- _PROBLEM DESCRIPTION_
Below are records to repeat exactly. Omit the pictures from the copy.

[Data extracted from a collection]
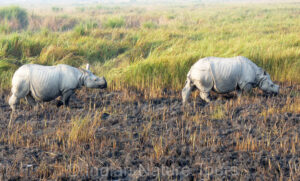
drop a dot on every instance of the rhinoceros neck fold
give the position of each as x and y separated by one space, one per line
81 80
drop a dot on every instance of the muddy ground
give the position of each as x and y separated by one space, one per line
127 137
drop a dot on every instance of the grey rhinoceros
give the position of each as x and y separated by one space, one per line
45 83
224 75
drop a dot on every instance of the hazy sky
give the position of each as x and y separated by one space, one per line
57 2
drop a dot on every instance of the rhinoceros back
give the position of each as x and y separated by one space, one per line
44 82
226 73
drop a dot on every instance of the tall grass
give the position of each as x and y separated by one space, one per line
155 49
13 17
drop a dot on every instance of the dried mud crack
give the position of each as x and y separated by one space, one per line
121 136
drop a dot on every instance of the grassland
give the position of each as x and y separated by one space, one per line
138 128
153 47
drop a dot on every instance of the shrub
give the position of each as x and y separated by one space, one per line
114 22
14 17
149 25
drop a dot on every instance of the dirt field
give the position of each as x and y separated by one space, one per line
120 135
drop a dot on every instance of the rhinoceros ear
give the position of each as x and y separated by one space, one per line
87 67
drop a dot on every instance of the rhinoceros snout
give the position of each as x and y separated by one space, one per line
103 86
103 83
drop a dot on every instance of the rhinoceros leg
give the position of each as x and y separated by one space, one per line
239 93
204 91
205 96
66 97
13 101
30 100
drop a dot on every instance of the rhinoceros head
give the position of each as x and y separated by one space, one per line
267 85
92 81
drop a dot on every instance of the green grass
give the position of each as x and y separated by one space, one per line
155 49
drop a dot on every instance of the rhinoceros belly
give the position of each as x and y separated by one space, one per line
44 85
226 73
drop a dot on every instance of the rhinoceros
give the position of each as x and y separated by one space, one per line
224 75
45 83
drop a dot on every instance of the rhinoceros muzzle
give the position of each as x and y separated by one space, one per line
103 86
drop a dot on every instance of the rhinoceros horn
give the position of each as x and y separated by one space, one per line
87 67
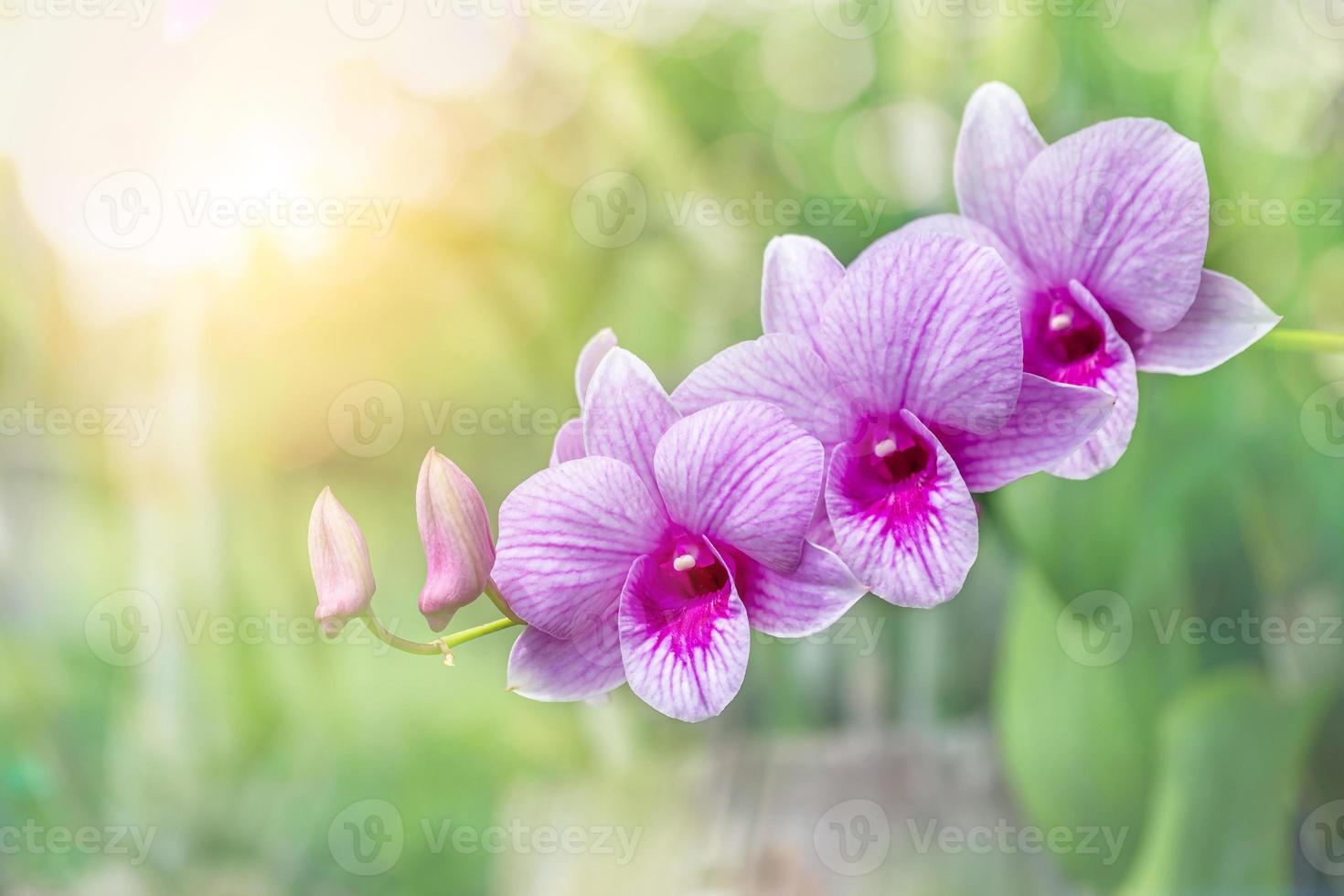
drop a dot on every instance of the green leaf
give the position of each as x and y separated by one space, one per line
1232 758
1083 686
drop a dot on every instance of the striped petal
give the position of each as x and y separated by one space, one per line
745 475
569 443
626 412
1121 208
684 644
930 324
591 357
562 669
910 531
1051 422
568 539
797 603
997 145
798 277
1224 320
1112 371
777 368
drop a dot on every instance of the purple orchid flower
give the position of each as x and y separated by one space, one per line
1105 232
569 440
907 368
651 558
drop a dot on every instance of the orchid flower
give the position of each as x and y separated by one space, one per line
1105 232
651 558
569 440
907 368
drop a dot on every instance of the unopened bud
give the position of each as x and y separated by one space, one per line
339 558
456 532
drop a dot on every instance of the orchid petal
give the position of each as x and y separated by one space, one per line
997 145
683 656
777 368
569 443
554 669
568 539
626 414
963 228
798 603
928 323
1115 375
1224 320
591 357
745 475
1051 422
1121 208
914 547
798 275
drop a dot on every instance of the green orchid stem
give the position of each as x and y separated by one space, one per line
433 649
479 632
1306 340
440 647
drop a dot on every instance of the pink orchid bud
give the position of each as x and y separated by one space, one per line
456 532
342 570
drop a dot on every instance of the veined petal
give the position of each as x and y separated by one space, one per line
568 539
1121 208
1051 422
686 655
912 544
742 475
1224 320
797 280
626 414
569 443
1115 374
930 324
777 368
997 145
591 357
797 603
581 667
963 228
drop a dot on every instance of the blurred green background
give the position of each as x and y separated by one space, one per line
1152 658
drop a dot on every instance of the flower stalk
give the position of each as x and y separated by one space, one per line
440 646
1306 340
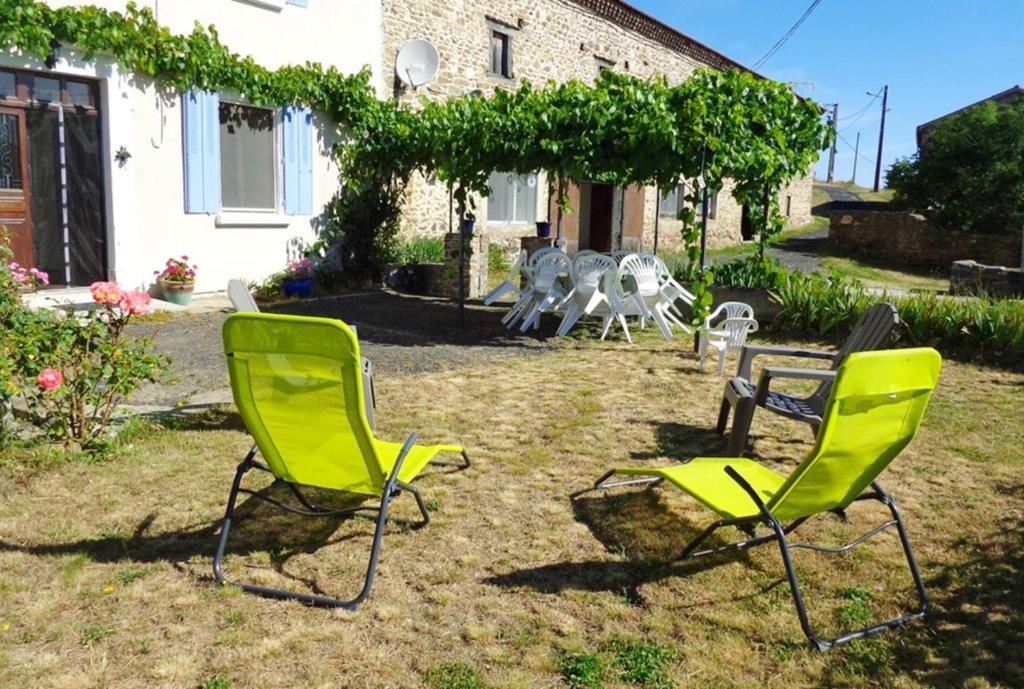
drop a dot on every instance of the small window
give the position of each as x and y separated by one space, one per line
79 94
8 87
248 160
501 53
670 203
512 199
45 90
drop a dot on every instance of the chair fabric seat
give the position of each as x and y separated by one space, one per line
705 479
797 406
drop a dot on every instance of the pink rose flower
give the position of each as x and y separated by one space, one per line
135 303
50 379
105 293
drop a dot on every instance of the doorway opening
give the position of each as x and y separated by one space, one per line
51 176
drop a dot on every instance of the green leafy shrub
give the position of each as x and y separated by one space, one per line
990 331
72 370
423 250
498 260
752 271
454 675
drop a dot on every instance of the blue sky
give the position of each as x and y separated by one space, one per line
936 55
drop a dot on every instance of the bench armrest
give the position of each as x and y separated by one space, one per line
750 351
769 373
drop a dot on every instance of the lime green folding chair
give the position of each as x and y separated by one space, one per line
873 411
297 383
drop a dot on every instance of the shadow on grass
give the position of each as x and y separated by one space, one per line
682 441
636 525
974 633
258 527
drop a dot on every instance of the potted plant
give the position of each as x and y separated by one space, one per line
297 281
177 281
28 280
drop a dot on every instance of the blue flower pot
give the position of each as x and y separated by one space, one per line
301 287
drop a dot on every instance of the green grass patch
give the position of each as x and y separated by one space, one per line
454 675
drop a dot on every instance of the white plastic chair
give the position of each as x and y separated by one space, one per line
673 291
646 291
587 295
523 301
729 334
511 283
546 295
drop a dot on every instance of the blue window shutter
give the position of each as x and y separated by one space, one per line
297 136
202 152
306 161
193 118
211 153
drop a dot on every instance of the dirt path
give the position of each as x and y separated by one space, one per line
398 333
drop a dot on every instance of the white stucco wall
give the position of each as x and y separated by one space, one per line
145 218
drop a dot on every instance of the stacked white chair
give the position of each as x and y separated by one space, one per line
587 296
546 293
641 275
511 283
727 334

- _SOLVED EXERCISE_
drop a dot on every instance of the rhinoceros neck fold
give the position of each as x and y separated by one space, one per line
81 80
drop a dot on every instance of the muddy ground
give the position of each as x and y separated by one space, one per line
127 137
drop a dot on every instance of the grey rhinoceros
give the position of each as x and y separated by one space, one per line
45 83
224 75
drop a dot on every instance of the hazy sky
give the position of each as x and y separated by one space, one per line
57 2
drop a dot on every instance of the rhinoceros back
give the position of each as x and y separated by one space, one per line
44 82
226 73
drop a dot on every instance of the tall grass
give the position of each as x and y separated by one space, one per line
155 49
13 17
drop a dot on every instance of the dried mud crack
give the position of each as x and y separated by one space, one per line
121 136
drop a dot on every instance of the grassland
give the position of each as x and y separated by one space, one per line
138 128
153 47
drop a dot on every instance of the shrub
give the position of each as x and y separated by one space, one per line
114 22
14 17
149 25
drop a dot on every instance of the dirt field
give the position of each as x and y separated by one space, one per line
120 135
drop a dot on every instance of the rhinoceros ear
give the position of each as x and y separated by one space, one per line
87 67
drop a dot on every instance of the rhinoceros snout
give the position of each as x and y separated by one space, one per line
103 86
103 83
drop a dot on every instance of the rhinoceros leg
give the position of each as x and y separated by one space, one per line
239 93
204 91
205 96
66 97
13 101
30 100
drop a dot on every instance of the rhinoceros head
give the position of each as x and y separated by one space, one per line
267 85
92 81
drop a dot on every instance of the green grass
give the position of each as x and y separated by one space, one per line
155 49
drop a dot on every instance of the rhinoceros belly
give the position of each as x and y separated by one space, one per line
44 85
226 73
drop a dot on every instance of the rhinoceros
give the position of each as x and y separated by one space, one per line
224 75
45 83
drop a dot on every instance of the rhinoceros muzzle
give the position of each as x and y separated by one space, one per line
103 86
drop a dot on every instance of the rhinoceros horn
give the position of each as x and y separated by one space, one per line
87 67
drop a dot on every instance of the green leaf
give the position of each as x and y separated by one space, one per line
1232 758
1083 686
drop a dot on every instance of the striped petal
give the position of each as x and y separated by one space, one per line
745 475
569 443
626 412
1121 208
684 644
930 324
591 357
562 669
910 531
1051 422
568 539
797 603
997 145
798 277
1224 320
1112 371
777 368
drop a dot on every instance of the purple orchid flower
give the position of each as x and y separated by one space, one per line
1105 232
569 440
907 368
651 558
drop a dot on every instance of the orchid flower
give the position of each as x and y separated by one space, one per line
1105 232
651 558
569 440
907 368
drop a dot on every instance of the unopened bud
give the position of each as x and y separated by one space, one per line
339 558
456 532
drop a dot on every instance of the orchid petal
give the position of each as x and y separated by one space, one per line
997 145
683 656
777 368
569 443
554 669
568 539
626 414
963 228
798 603
928 323
1115 375
1224 320
591 357
745 475
1051 422
1121 208
914 547
798 275
drop a dot on every instance of the green orchid stem
give the position of each as x and y separated by one space, one per line
433 649
479 632
1306 340
440 647
drop a dot on every instance of the pink orchid bud
give the position of each as x and y separated by one space, one per line
456 532
342 570
drop a dot on every instance of the veined petal
give the position of each as x and y separated by one space, one per line
568 539
1121 208
1051 422
686 655
912 544
742 475
1224 320
797 280
626 414
569 443
1115 374
930 324
777 368
997 145
591 357
797 603
581 667
963 228
drop a dot on every instance of the blurred green background
give the position of each as x and y separated by one space, one per line
1152 658
drop a dot on every instance of the flower stalk
give the position of each as x and y separated by one space, one per line
440 646
1306 340
drop a dot on every instance of the small window
give the position of each as x and y separated by one space, one per line
79 94
8 87
248 160
501 53
670 203
512 199
45 90
drop a dot on every instance of the chair fabric seat
give the position of each as x and y separated by one space, one per line
705 479
797 406
drop a dot on every instance of the pink rose flower
give the position of each as x and y separated by one space, one per line
135 303
50 379
105 293
drop a dot on every instance of the doorway opening
give the position of each as x and y separated by one space, one per line
51 176
drop a dot on every instance of the green leafy shrub
give the position of each as x and y separated by one space, one per line
990 331
72 370
423 250
498 260
752 271
454 675
drop a dot on every instance of the blue sky
give the position of each as x and y separated by one space, one per line
936 55
drop a dot on every instance of the bench armrest
give the position of each as x and y separated by one space, one per line
750 351
769 373
drop a dot on every instance of the lime green folding chair
give the position of each as x and y separated by one space, one per line
873 411
297 383
drop a dot on every instance of the shadow on grass
give the position of each as x and y separated by one space, one per line
682 441
636 525
974 633
258 527
drop a dot on every instance of the potted plant
give the position of each as x and y separated by one space, one per line
297 281
177 281
28 280
drop a dot on every instance of the blue flower pot
give the position of each as x and y separated by one space, one per line
301 287
drop a dot on every instance of the green grass patch
give the position of each as x and y separated by one space, one per line
454 675
drop a dot on every instance of the white plastic chair
give the position of each as x and y separated by one space, one per line
673 291
646 291
587 295
523 301
729 334
511 283
546 295
drop a dot on every instance of the blue window shutter
give the position of each as x and y separated by one space, one per line
297 136
202 152
306 161
193 118
211 153
drop a dot on every instance of the dirt path
give the position of each as x and y separated by one space, one per line
398 333
drop a dot on every instance of the white stucco wall
give the position of each as x and y separated by one space, one per line
145 218
drop a dot on every instance of the stacked white chair
give the position of each as x and y separated by one space, one per line
587 296
546 293
641 275
511 283
727 334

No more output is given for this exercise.